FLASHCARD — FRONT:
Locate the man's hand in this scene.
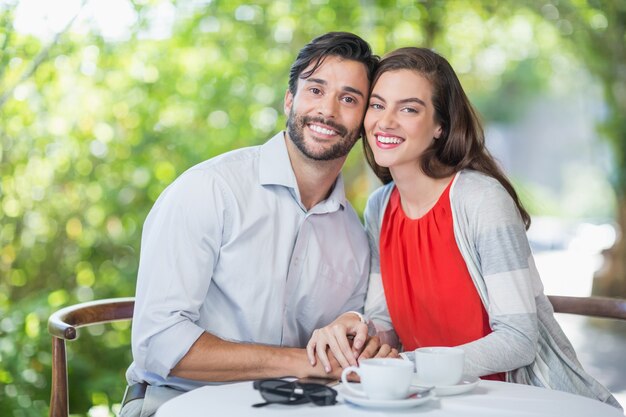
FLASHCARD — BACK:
[306,313,398,373]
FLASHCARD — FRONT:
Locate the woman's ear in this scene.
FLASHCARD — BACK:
[433,126,443,140]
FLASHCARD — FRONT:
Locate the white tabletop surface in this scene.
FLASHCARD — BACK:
[156,381,624,417]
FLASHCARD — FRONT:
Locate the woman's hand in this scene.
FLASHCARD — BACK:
[306,312,370,372]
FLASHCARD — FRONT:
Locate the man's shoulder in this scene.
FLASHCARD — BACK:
[186,142,261,172]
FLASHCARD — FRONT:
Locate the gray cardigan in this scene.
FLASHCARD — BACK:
[365,170,621,408]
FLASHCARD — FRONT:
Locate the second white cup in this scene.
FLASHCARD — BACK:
[415,347,465,386]
[341,358,413,400]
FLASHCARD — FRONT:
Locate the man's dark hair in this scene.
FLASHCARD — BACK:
[289,32,379,95]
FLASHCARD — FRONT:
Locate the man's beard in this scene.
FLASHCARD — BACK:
[287,108,361,161]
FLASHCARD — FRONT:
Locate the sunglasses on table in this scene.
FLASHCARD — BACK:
[252,379,337,407]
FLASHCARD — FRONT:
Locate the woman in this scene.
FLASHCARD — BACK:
[307,48,619,407]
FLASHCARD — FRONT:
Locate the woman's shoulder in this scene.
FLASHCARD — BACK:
[450,170,519,221]
[364,181,394,223]
[451,169,509,203]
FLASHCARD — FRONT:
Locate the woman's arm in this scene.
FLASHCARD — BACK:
[453,174,540,376]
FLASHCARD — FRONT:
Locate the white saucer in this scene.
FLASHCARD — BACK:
[412,374,480,397]
[335,383,433,409]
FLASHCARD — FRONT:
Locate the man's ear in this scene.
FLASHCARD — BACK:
[434,125,443,139]
[283,89,293,116]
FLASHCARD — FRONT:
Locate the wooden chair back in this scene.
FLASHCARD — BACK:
[48,297,135,417]
[548,295,626,320]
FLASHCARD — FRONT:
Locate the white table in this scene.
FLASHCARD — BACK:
[156,381,624,417]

- **Instructions for the task**: Copy the records above word for word, from their first line through the line that contains "[451,169,509,203]", including both ends. Leave the pictures out of your copy.

- **Answer to the exercise**:
FLASHCARD — FRONT:
Locate the man's hand in this scene.
FLASHCARD — BACK:
[306,313,398,373]
FLASHCARD — FRONT:
Locate the woman's ear in this scene.
FLASHCARD — BACK:
[433,126,443,140]
FLASHCARD — FRONT:
Locate the white tabletop surface in this scene.
FLASHCARD — BACK:
[156,381,624,417]
FLASHCARD — FRONT:
Locate the woman's hand in this scene.
FLASHCARD — BACK:
[306,312,370,372]
FLASHCARD — FRONT:
Locate the man's shoulder in this scene.
FLASHCARD — BACK:
[186,142,261,172]
FLASHCARD — FRONT:
Locate the gray cardigan in this scene.
FLASHCARD — BACK:
[365,170,621,408]
FLASHCARD — FRONT:
Locate the second white cup in this scene.
FLASHCARD — BACK:
[415,347,465,386]
[341,358,413,400]
FLASHCARD — FRONT:
Locate the man's dark hair in this scene.
FLASHCARD — BACK:
[289,32,379,95]
FLASHCARD — FRONT:
Locate the man's beard in this scene.
FLASHCARD — BACK:
[287,108,361,161]
FLASHCARD — FRONT:
Locate the sunglasses on table in this scene.
FLASHCARD — BACK:
[252,379,337,407]
FLASHCARD — FRONT:
Locate the woman in this scene.
FLASHCARD — BACK:
[307,48,619,407]
FLASHCARD — FRONT:
Locate the woman's shoulder in this scene.
FLASHCARD — BACK:
[450,170,519,221]
[364,181,394,223]
[451,169,509,203]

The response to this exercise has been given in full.